→ **Exercises to complete**
• 1. Using the microblogging post that follows, decide whether each statement agrees with it: (a) Sina Weibo was launched in August 2009; (b) China Youth News is run by Peking University; (c) more than 94% of those surveyed said weibo had changed their lives. Answer yes or no for each and quote the deciding words.
• 2. According to the microblogging post below, who estimates that more than 10m people are weibo regulars?
• 3. Reproduce word for word the passage of the microblogging post below, starting at "Last August China" and ending at "changed their lives.".

→ **Page**
Microbloggers thrive in China despite Twitter ban

The Economist has an excellent article on micro-blogging in China which really is a must-read. Taken from the article are a series of interesting facts relating to weibo, the country’s most popular microblogging platform… don’t forget Twitter is banned.

First, an indication of how popular microblogging is China. Interesting reading for those who think Twitter IS microblogging:

The new leading service, Sina Weibo, says it has gained more than 20m registered users since it was launched in August 2009.

Last August China Youth News, a newspaper run by the ruling party’s Communist Youth League, reported that in a nationwide survey more than 45% of people under 40 said they were frequent weibo users.

More than 94% said that weibo had changed their lives.

Weibo usage is not only huge in terms of numbers, it is also wide-ranging:

Hu Yong of Peking University estimates that more than 10m people are weibo regulars. In an article published abroad earlier this month, he claimed that the Chinese were world leaders in microblogging, using it for everything from “social resistance” to “mailing postcards to prisoners of conscience”.

→ **Given data**
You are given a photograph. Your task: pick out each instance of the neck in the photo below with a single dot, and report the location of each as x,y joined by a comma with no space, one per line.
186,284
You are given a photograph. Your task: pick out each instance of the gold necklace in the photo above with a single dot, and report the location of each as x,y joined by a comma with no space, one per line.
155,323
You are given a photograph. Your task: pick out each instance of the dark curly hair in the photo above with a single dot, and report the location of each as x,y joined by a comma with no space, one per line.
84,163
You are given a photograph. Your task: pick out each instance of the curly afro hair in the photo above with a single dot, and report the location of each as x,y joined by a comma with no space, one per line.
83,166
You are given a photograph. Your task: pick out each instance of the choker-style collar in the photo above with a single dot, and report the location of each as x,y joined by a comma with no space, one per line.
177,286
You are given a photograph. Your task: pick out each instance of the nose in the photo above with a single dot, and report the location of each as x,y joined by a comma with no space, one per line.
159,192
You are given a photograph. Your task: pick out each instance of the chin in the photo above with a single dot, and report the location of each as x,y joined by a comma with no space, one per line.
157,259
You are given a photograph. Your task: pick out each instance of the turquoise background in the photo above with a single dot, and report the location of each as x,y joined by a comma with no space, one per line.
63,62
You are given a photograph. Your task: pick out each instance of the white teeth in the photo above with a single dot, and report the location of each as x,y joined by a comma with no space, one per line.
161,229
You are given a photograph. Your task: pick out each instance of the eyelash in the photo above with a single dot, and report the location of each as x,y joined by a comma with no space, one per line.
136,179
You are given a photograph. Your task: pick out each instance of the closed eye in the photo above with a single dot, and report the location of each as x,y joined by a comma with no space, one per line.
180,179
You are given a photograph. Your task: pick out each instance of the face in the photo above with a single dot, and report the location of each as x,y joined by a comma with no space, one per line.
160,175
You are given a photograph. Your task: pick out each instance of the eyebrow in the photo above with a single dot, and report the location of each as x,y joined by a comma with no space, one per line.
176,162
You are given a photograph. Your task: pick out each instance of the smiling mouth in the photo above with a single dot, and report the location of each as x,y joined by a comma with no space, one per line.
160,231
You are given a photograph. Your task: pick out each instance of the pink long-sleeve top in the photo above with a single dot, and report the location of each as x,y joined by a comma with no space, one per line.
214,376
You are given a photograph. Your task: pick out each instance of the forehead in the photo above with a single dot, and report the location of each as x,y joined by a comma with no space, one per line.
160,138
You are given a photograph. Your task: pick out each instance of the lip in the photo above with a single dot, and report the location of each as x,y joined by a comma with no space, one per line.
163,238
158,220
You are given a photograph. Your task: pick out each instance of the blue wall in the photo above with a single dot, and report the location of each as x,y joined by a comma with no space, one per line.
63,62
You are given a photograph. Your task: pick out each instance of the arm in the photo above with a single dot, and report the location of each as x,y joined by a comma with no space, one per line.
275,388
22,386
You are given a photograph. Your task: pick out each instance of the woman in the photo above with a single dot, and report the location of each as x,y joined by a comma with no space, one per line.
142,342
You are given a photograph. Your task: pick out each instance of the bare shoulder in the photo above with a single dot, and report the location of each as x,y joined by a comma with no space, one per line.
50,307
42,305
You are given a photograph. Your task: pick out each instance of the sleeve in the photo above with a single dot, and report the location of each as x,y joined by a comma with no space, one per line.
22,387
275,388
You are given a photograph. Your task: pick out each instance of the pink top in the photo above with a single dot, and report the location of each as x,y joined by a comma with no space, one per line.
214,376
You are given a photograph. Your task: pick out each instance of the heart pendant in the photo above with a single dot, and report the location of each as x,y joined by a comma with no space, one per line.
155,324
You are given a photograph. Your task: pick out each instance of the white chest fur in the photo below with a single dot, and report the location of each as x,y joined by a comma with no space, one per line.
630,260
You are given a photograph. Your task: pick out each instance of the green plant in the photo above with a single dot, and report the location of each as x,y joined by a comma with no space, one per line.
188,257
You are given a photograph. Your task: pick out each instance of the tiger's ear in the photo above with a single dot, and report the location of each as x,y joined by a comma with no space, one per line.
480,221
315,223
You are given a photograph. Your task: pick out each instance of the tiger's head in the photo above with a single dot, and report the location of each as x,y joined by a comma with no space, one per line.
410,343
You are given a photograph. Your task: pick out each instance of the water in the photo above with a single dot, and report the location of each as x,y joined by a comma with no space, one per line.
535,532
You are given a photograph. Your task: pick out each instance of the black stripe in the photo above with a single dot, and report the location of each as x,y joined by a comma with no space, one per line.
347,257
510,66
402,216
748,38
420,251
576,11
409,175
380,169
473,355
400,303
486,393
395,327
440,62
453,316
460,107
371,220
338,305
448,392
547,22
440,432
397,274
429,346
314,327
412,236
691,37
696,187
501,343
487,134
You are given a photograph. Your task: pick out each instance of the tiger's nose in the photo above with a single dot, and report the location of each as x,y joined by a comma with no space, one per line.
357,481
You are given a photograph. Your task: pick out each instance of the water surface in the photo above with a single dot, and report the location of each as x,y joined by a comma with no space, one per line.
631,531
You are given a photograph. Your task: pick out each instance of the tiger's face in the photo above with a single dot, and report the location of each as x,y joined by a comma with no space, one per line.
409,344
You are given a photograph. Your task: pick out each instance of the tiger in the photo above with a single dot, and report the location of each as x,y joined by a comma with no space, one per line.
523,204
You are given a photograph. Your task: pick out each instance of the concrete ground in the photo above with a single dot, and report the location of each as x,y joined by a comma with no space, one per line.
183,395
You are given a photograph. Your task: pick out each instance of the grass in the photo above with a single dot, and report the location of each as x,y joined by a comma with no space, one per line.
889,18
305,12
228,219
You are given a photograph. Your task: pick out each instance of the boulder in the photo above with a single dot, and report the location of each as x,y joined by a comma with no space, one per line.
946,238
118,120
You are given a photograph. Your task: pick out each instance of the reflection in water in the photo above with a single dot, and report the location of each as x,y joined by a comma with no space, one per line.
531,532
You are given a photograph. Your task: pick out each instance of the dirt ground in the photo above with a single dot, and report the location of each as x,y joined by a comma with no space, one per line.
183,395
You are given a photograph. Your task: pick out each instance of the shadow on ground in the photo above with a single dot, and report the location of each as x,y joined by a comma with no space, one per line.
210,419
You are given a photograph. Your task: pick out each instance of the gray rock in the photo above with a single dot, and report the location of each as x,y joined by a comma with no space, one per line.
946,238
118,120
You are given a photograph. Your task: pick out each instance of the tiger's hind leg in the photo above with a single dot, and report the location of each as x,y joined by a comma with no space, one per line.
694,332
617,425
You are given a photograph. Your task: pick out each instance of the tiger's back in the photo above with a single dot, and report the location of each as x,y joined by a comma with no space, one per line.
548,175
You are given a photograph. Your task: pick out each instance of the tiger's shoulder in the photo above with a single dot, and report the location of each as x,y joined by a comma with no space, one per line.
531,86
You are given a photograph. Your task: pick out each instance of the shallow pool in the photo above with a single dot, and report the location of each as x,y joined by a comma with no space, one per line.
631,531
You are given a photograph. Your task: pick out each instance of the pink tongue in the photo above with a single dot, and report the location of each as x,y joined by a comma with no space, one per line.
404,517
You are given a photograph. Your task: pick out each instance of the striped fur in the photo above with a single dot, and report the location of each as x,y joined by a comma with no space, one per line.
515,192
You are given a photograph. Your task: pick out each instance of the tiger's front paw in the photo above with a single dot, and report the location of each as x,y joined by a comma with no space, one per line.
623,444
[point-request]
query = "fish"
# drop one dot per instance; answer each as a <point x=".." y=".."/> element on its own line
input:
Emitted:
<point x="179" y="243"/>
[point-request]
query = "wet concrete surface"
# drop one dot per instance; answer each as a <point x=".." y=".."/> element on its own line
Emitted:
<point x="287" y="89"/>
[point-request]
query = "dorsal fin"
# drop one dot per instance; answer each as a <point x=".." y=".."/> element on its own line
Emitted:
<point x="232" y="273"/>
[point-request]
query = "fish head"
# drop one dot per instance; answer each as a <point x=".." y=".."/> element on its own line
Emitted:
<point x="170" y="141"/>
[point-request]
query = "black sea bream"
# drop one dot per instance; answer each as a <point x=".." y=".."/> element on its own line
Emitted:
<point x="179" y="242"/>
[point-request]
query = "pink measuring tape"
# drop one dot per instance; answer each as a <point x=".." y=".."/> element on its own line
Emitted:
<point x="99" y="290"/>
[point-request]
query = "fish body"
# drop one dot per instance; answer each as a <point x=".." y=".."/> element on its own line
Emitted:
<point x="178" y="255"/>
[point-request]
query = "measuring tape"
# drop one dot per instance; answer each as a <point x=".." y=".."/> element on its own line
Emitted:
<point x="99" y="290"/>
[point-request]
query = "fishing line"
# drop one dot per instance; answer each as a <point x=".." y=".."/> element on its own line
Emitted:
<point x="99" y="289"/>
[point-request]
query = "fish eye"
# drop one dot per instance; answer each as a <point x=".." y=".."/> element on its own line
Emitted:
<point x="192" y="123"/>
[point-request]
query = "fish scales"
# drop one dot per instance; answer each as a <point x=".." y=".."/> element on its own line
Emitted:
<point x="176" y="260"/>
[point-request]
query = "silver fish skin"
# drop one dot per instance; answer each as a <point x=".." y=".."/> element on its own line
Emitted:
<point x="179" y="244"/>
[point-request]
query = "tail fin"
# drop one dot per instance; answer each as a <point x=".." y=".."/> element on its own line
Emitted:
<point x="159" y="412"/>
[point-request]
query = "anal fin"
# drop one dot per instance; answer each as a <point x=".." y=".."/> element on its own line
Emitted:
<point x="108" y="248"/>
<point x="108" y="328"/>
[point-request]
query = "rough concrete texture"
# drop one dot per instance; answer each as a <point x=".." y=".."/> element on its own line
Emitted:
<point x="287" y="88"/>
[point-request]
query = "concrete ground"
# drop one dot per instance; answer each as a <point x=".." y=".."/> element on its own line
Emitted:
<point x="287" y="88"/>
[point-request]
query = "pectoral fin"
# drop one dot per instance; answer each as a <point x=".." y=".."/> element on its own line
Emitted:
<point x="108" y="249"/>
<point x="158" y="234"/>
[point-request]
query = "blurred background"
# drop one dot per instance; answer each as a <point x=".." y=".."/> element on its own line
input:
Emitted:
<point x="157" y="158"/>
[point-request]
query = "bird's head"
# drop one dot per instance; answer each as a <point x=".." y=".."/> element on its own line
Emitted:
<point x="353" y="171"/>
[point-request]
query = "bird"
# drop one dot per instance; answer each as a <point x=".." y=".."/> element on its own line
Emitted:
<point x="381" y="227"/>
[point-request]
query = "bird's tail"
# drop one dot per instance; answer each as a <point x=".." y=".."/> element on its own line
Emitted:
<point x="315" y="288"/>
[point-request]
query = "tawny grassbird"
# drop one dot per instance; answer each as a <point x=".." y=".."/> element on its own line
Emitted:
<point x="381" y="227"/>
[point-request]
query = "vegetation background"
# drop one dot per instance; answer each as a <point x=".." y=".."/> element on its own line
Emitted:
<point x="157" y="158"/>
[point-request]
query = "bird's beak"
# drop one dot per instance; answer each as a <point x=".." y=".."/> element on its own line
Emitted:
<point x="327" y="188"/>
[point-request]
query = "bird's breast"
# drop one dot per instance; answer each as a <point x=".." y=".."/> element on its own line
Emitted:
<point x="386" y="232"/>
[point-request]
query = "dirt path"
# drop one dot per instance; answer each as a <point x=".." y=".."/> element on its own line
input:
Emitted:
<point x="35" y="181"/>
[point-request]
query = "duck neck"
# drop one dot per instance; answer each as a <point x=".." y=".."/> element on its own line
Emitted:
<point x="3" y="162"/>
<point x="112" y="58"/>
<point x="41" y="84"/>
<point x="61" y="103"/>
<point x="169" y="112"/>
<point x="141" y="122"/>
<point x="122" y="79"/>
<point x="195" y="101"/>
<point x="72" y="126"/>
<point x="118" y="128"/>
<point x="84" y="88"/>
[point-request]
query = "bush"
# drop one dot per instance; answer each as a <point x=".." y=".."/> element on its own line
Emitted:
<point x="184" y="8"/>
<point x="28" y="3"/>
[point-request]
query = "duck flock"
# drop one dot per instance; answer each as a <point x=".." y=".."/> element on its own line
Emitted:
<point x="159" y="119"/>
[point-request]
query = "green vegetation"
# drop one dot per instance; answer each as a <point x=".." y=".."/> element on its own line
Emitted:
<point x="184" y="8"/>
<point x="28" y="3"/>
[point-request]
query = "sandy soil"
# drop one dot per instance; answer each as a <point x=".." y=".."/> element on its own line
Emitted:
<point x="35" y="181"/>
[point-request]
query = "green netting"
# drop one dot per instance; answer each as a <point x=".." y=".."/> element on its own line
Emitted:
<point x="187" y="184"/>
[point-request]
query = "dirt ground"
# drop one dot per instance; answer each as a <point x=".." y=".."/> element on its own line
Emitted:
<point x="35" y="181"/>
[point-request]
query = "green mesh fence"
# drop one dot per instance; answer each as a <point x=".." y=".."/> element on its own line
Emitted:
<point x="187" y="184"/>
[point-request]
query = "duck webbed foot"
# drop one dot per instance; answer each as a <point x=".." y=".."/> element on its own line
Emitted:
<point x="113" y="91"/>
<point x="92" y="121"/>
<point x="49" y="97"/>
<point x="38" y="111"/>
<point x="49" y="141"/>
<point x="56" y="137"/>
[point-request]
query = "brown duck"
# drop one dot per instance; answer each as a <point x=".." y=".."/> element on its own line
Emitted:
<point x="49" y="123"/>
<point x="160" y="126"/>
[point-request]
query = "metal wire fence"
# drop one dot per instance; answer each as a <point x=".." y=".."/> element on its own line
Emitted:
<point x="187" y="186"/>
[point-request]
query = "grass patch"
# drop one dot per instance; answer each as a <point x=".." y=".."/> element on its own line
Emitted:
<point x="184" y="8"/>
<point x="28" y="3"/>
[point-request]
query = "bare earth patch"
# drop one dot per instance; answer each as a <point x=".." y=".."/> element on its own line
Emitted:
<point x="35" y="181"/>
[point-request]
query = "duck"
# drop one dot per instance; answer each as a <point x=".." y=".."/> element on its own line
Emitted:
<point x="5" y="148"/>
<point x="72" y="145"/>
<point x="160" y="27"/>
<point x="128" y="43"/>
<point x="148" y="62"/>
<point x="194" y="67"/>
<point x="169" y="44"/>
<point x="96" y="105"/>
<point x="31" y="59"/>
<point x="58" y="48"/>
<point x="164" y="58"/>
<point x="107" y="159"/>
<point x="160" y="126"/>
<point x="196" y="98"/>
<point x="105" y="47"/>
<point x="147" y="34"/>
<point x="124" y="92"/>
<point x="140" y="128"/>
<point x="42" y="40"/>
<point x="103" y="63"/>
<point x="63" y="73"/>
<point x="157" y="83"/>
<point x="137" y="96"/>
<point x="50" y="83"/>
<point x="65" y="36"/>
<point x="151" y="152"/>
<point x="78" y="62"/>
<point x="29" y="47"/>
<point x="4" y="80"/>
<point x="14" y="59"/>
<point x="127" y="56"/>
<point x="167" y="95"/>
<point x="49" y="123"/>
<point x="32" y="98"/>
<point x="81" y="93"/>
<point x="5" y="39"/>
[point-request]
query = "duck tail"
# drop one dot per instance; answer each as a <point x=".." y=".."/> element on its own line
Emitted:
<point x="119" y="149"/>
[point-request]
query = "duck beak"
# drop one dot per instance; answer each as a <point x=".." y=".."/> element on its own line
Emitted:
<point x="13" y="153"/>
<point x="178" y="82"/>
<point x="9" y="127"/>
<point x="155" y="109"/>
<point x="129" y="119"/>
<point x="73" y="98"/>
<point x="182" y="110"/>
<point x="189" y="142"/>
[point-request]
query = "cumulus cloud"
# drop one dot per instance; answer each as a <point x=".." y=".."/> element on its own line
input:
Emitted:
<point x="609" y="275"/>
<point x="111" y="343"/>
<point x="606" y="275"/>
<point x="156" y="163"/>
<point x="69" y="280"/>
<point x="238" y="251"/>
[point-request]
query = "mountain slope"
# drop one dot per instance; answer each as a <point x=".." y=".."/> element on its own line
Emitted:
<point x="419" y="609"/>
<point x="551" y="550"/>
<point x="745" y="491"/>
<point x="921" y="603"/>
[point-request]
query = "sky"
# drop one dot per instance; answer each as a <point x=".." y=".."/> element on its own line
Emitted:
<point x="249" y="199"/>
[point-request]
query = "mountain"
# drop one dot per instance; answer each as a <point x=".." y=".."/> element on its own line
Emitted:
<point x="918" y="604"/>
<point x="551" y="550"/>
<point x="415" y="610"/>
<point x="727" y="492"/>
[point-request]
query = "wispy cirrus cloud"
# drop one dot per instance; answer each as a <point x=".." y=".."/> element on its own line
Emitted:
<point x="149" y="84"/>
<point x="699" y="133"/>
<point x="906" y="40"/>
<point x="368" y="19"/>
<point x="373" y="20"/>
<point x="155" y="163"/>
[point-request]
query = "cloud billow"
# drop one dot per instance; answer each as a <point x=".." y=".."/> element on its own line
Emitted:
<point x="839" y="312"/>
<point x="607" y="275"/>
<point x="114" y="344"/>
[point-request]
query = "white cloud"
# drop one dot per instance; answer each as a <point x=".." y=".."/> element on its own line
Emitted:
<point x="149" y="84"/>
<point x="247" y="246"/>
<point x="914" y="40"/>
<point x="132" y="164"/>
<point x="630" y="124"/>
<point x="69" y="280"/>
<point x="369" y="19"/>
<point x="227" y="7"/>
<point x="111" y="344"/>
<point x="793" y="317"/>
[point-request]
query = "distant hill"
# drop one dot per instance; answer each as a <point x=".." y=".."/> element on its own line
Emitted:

→ **Exercise solutions**
• 1.
(a) Yes: "since it was launched in August 2009"
(b) No: "a newspaper run by the ruling party’s Communist Youth League"
(c) Yes: "More than 94% said that weibo had changed their lives."

• 2. Hu Yong of Peking University.

• 3.
Last August China Youth News, a newspaper run by the ruling party’s Communist Youth League, reported that in a nationwide survey more than 45% of people under 40 said they were frequent weibo users.

More than 94% said that weibo had changed their lives.